EXERCISE INSTRUCTIONS:
The data below should be repeated exactly and in full.

--- START ---

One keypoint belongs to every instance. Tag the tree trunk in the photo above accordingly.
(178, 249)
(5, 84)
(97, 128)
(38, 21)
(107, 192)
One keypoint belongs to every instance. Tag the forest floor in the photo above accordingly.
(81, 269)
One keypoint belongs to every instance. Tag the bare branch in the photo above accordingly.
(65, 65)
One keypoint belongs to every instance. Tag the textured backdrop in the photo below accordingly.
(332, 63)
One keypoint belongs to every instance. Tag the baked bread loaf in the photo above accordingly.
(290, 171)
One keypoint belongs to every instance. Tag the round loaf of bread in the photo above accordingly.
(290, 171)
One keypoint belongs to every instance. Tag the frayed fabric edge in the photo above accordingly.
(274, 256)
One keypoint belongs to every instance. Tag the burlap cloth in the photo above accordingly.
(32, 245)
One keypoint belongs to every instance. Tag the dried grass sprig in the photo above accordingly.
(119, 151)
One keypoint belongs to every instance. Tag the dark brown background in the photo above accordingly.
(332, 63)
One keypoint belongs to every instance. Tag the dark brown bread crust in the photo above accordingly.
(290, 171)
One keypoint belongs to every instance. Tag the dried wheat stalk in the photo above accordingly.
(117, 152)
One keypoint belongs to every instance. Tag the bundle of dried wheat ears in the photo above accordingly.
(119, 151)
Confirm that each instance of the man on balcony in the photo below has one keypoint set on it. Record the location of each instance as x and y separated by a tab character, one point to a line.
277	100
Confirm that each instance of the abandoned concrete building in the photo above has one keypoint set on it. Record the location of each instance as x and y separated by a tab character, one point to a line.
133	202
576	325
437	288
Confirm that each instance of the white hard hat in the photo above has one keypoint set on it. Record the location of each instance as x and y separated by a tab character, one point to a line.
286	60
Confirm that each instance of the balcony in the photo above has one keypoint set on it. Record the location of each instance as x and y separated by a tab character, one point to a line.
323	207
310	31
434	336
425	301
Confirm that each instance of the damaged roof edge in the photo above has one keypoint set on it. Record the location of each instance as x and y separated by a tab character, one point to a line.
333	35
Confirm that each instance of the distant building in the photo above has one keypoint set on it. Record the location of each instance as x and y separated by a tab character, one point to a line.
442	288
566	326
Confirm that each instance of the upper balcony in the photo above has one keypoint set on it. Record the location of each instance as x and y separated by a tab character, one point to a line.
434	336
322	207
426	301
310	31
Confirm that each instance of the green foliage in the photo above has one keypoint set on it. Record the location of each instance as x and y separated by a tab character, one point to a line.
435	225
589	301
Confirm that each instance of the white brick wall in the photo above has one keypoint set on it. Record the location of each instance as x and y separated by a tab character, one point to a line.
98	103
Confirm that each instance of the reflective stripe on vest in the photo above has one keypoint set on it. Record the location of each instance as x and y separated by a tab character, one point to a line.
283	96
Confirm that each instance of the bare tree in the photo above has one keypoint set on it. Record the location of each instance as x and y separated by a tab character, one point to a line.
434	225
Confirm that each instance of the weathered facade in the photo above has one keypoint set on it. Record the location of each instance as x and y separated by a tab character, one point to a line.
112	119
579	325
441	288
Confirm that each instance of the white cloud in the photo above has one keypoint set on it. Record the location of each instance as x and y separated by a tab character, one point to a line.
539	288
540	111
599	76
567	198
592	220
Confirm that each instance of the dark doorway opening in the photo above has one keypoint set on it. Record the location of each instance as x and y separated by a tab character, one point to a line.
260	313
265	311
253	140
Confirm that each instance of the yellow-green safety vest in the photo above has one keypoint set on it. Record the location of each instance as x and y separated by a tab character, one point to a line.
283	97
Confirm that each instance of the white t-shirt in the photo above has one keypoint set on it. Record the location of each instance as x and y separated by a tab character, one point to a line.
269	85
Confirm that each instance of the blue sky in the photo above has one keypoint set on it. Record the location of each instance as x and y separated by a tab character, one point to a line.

--- END ---

WRITTEN RESPONSE:
One keypoint belongs to every instance. Tag the tree trunk in the photo above accordingly.
(178, 249)
(5, 84)
(97, 128)
(38, 21)
(107, 192)
One keypoint belongs to every instance. Tag the forest floor in the photo above accordingly.
(81, 269)
One keypoint belongs to every instance. Tag the bare branch in the photo above accordingly.
(65, 65)
One keypoint belongs to every instance. Tag the textured backdrop in the photo below accordingly.
(332, 63)
One keypoint belongs to every instance. Tag the baked bread loaf in the photo above accordingly.
(290, 171)
One keypoint belongs to every instance. Tag the round loaf of bread in the photo above accordingly.
(290, 171)
One keypoint belongs to every instance. Tag the frayed fabric edge in the photo above accordingly.
(274, 256)
One keypoint belongs to every instance. Tag the burlap cloth in the photo above accordingly.
(32, 245)
One keypoint belongs to every instance. Tag the dried grass sprig in the photo above accordingly.
(119, 151)
One keypoint belongs to every instance. Tag the dark brown background in the photo above accordingly.
(332, 63)
One keypoint belongs to every instance. Tag the dark brown bread crust in the photo above accordingly.
(290, 171)
One keypoint belongs to every instance. Tag the dried wheat stalk in the photo above accordingly.
(117, 152)
One keypoint belongs to every instance. Tag the bundle of dried wheat ears in the photo above accordingly.
(119, 151)
Confirm that each instance of the man on balcony in the photo below has one keypoint set on it. Record the location of each instance as x and y separated by a tab character, one point to a line.
277	100
Confirm that each instance of the abandoned concrete building in the photo above has one keypoint set on it. Record the location of each instance as x and y separated by a tab character, one point to a line.
133	202
576	325
437	288
Confirm that each instance of the white hard hat in the photo above has one keypoint set on it. Record the location of each instance as x and y separated by a tab character, one point to a line.
286	60
Confirm that each instance of the balcony in the photo above has one keypoint set on it. Record the location of each instance as x and y separated by a tab character, one point to a line.
323	207
310	31
434	336
425	301
Confirm that each instance of the damaged roof edge in the photo above has one keypoint set on it. Record the location of each instance as x and y separated by a tab character, one point to a line.
333	35
Confirm that each instance of the distant building in the photo above has one keypoint set on it. Record the location of each instance as x and y separated by a tab character, one point to a line.
442	288
566	326
Confirm that each instance of the upper balcony in the photo above has one keypoint set on it. Record the location of each instance as x and y separated by a tab character, one point to a line.
434	336
322	207
426	301
310	31
Confirm that each instance of the green foliage in the photo above has one keypoint set on it. Record the location of each instance as x and y separated by a tab character, one point to a line.
435	225
589	301
Confirm that each instance of the white brick wall in the photo above has one keypoint set on it. Record the location of each instance as x and y separated by a tab character, one point to a line.
98	103
Confirm that each instance of the reflective stripe on vest in the photo above has one keypoint set on it. Record the location of each instance as x and y separated by a tab character, one point to a line.
283	96
Confirm that each instance of the bare tree in the photo above has one keypoint set on it. Record the location of each instance as x and y separated by a tab character, one point to a line.
434	225
Confirm that each instance of the weathered facade in the photo above has one keypoint set on it. Record the location of each instance as x and y separated by a tab character, one point to a line.
112	119
579	325
441	288
Confirm that each instance of the white cloud in the photo above has one keypoint set on it. Record the location of each instance as x and y separated by a tab character, one point to a line.
539	288
540	111
599	76
567	198
592	220
Confirm that each instance of the dark doorway opening in the photo above has one keypoint set on it. Record the location of each instance as x and y separated by a tab character, one point to a line.
260	313
265	311
253	140
Confirm that each instance of the yellow-green safety vest in the photo above has one keypoint set on it. Record the location of each instance as x and y separated by a tab character, one point to a line.
283	97
Confirm that each instance of the white t-shirt in the photo above has one keypoint set on it. Record the location of each instance as x and y separated by a tab character, one point to a line.
269	85
Confirm that each instance of the blue sky in the photo above has one keypoint set on it. Record the location of each instance as x and y separated by a tab character, one point to a line.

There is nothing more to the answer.